▶ _Text_
Politics & Policy

Turkey, the Headscarf, and Secularism

Some Turks fear a drift toward theocracy. Others believe Turkey is mature enough to permit some freedom of religious expression.

This April, Western society laughed off an Iranian cleric’s assertion that women’s clothing choices are responsible for earthquakes. Commentators assumed that he was speaking literally, and most probably he was. But if he had been speaking metaphorically, he would have had a point: From Belgium to Turkey, Muslim women’s clothing is causing plenty of political tremors.

Two months ago, the lower house of Belgium’s parliament voted to ban the wearing in public of the burqa and the niqab (garments that cover the entire body, including the face). In July, the French parliament will vote on a similar law. But as France and Belgium are attempting to ban the burqa and the niqab, an antithetical drama is playing out on the other side of Europe, in Turkey, a 99.8 percent Muslim nation that doesn’t allow women to wear the traditional headscarf (which covers only the hair and neck) in public buildings.

The majority party in Turkey’s parliament, the Justice and Development (AK) party, is pushing to lift the 90-year-old ban on headscarves. As in France and Belgium, the Turkish debate over women’s clothing is symptomatic of a national identity crisis. Some Turks fear that the repeal of the headscarf ban is a pro-religion move that indicates the erosion of Turkey’s prized secular democracy. For others, it’s an extension of that democracy and a movement toward more freedom of religious expression.

▶ _Task_
Reproduce the passage of the article about Turkey and the headscarf between "Turkey, the Headscarf, and" and "of political tremors.", inclusive. Rely only on the article about Turkey and the headscarf.

▶ _Exercise data_
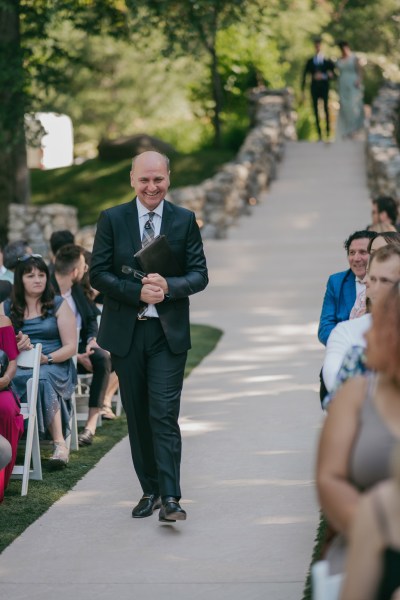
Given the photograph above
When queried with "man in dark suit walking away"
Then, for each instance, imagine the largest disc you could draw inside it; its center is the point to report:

▶ _Task response_
Turkey, the Headscarf, and Secularism

Some Turks fear a drift toward theocracy. Others believe Turkey is mature enough to permit some freedom of religious expression.

This April, Western society laughed off an Iranian cleric’s assertion that women’s clothing choices are responsible for earthquakes. Commentators assumed that he was speaking literally, and most probably he was. But if he had been speaking metaphorically, he would have had a point: From Belgium to Turkey, Muslim women’s clothing is causing plenty of political tremors.